#### THINGS TO DO
1. In the passage on complement C3 and adipose tissue, which enzymes convert C3a to C3adesArg by removing its carboxy terminal arginine?
2. Resume the passage on complement C3 and adipose tissue, picking up after its final sentence.

#### GIVEN PASSAGE
- - - - - - -

Complement C3, lies at the heart of all three major complement activation pathways and plays a major role in inflammation [3]. C3 activation via the classical, alternative or lectin pathways results in the formation of a C3 convertase, which cleaves C3 to generate C3a in the tissue micro-environment [2]. C3a is then converted to C3adesArg (also known as ASP; Acylation Stimulating Protein) with removal of the carboxy terminal arginine via carboxypeptidases B or N [2]. Circulating C3a (which is primarily in the form of C3adesArg due to the rapid and efficient action of the carboxypeptidases) has been shown to be associated with various immune disorders such as ischemia/reperfusion injury, rheumatoid arthritis, and sepsis [11], [12], [13], as well as with metabolic disorders including obesity, diabetes, hyperlipidemia and coronary heart disease [2].

C3a acts through a G_i-coupled G protein-coupled receptor, C3a receptor (C3aR) that transduces potent anaphylatoxin activity, directly triggering degranulation of mast cells, inflammation, chemotaxis and activation of leukocytes, as well as increasing vascular permeability and inducing smooth muscle contraction [14], [15]. Concurrently, C3adesArg/ASP, acting via its receptor C5L2, has potent lipogenic activity, stimulating glucose uptake and triglyceride storage in cultured adipocytes [2], [16] while in vivo human studies demonstrate local adipose tissue production of C3adesArg which may contribute to adipose tissue triglyceride metabolism [17], [18]. C3aR and C5L2, as well as the related receptor C5aR, fall within the same receptor family [19], sharing similar ligands (C5a/C5adesArg, C3a/C3adesArg) [20] reviewed in Klos A 2009 [14].

Receptors C5L2 and C5aR are present in murine adipose tissue [21], [22], and mouse knockout models lead to disturbances in whole body energy, lipid and glucose metabolism as well as altered adipose tissue [23], [24], [25]. On the other hand, little is known of the role of C3aR in adipose tissue although its presence in mouse adipose tissue (both primary adipocytes and macrophages) [26] and murine 3T3 adipocytes [22] has been confirmed. A recent paper indicated that C3aR knockout mice were more protected from high-fat diet induced metabolic dysfunction with a transient resistance to diet-induced obesity, but, there is no human data available [26].

- - - - - - -

#### PROVIDED INFORMATION
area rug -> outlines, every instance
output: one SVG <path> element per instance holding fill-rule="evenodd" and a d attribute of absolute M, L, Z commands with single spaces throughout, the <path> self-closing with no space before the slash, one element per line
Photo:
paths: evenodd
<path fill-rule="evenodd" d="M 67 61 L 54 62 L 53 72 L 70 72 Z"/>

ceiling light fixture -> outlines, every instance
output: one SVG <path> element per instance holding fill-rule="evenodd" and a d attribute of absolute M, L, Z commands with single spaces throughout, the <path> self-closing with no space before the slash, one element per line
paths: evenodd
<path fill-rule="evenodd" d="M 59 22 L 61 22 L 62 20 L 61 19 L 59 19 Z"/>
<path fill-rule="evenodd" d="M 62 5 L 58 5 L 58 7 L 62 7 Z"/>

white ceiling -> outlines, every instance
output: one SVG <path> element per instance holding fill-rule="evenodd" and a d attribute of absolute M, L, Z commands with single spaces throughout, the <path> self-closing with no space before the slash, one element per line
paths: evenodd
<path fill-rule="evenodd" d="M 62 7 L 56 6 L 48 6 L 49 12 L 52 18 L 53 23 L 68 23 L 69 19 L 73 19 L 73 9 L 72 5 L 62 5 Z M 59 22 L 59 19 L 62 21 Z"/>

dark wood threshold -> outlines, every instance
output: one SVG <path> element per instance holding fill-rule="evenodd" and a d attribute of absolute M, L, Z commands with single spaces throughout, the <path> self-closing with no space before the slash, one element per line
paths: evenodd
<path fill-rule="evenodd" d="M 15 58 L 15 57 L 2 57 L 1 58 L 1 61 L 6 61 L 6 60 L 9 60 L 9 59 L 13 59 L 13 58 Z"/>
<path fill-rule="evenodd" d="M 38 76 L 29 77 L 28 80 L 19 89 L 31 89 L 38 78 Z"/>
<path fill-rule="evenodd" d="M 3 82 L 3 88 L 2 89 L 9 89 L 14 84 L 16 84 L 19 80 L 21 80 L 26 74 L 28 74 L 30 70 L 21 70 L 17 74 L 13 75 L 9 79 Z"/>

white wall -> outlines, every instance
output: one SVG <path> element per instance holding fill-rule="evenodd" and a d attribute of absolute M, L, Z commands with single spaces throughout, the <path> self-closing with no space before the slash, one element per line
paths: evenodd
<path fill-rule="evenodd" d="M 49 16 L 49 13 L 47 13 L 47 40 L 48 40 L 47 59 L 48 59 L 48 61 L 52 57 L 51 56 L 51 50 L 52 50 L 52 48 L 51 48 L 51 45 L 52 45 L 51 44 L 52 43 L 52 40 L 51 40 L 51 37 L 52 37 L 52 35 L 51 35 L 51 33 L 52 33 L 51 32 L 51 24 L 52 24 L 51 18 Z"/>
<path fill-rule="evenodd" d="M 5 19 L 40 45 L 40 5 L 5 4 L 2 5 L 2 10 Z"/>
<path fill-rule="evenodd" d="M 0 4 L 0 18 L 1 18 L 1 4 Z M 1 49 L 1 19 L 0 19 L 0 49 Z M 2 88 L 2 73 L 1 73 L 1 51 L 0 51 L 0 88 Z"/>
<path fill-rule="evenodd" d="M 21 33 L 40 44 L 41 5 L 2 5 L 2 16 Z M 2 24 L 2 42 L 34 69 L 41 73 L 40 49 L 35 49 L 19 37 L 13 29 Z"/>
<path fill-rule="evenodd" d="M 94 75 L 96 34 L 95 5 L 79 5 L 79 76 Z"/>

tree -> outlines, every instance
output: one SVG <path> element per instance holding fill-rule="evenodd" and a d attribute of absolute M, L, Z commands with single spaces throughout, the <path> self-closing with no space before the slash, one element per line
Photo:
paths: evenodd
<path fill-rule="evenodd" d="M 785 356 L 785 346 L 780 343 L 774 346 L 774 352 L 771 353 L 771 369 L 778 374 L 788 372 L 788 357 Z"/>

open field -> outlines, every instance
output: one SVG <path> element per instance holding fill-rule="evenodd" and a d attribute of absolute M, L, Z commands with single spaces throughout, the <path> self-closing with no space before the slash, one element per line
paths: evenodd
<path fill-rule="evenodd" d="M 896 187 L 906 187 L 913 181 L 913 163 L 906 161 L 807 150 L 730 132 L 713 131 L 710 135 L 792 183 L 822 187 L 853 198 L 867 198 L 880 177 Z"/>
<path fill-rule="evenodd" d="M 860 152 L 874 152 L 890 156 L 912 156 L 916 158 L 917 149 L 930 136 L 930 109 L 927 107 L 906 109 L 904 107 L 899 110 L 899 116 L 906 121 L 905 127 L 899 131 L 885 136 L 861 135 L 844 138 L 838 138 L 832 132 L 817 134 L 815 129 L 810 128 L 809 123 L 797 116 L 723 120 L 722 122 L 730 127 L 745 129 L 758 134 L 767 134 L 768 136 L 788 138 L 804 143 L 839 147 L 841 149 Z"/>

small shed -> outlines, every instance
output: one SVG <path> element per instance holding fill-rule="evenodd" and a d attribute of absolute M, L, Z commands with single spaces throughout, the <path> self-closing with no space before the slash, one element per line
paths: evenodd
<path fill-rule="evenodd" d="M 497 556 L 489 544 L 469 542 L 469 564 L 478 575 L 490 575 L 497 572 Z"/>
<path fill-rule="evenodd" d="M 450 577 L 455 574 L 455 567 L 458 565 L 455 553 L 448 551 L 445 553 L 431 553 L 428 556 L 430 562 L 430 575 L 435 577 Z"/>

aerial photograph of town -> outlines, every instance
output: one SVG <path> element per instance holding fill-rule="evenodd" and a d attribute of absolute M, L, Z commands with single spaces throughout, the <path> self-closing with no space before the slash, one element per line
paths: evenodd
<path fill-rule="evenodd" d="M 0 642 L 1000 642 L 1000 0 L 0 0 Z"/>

- - - - - - -

#### ANSWERS TO THE EXERCISE
1. Carboxypeptidases B or N.

2.
We hypothesized that C3aR expression, its ligand; circulating C3a, and gene expression of the precursor complement C3 might be regulated in adipose tissue in relation to obesity. In the present study we evaluated gene expression of complement C3 and C3aR in omental and subcutaneous adipose tissue and plasma C3a/C3adesArg levels in Caucasian women, and their association with anthropometric and biochemical variables over a wide range of degrees of obesity.

Materials and Methods

Ethics Statement

Research protocols were approved by the CRIUCPQ (Centre de Recherche de l’Institut Universitaire de Cardiologie et Pneumologie de Québec) and CHUL (Centre Hospitalier de l’Université Laval) institutional review boards. All the participants provided written informed consent prior to the enrollment.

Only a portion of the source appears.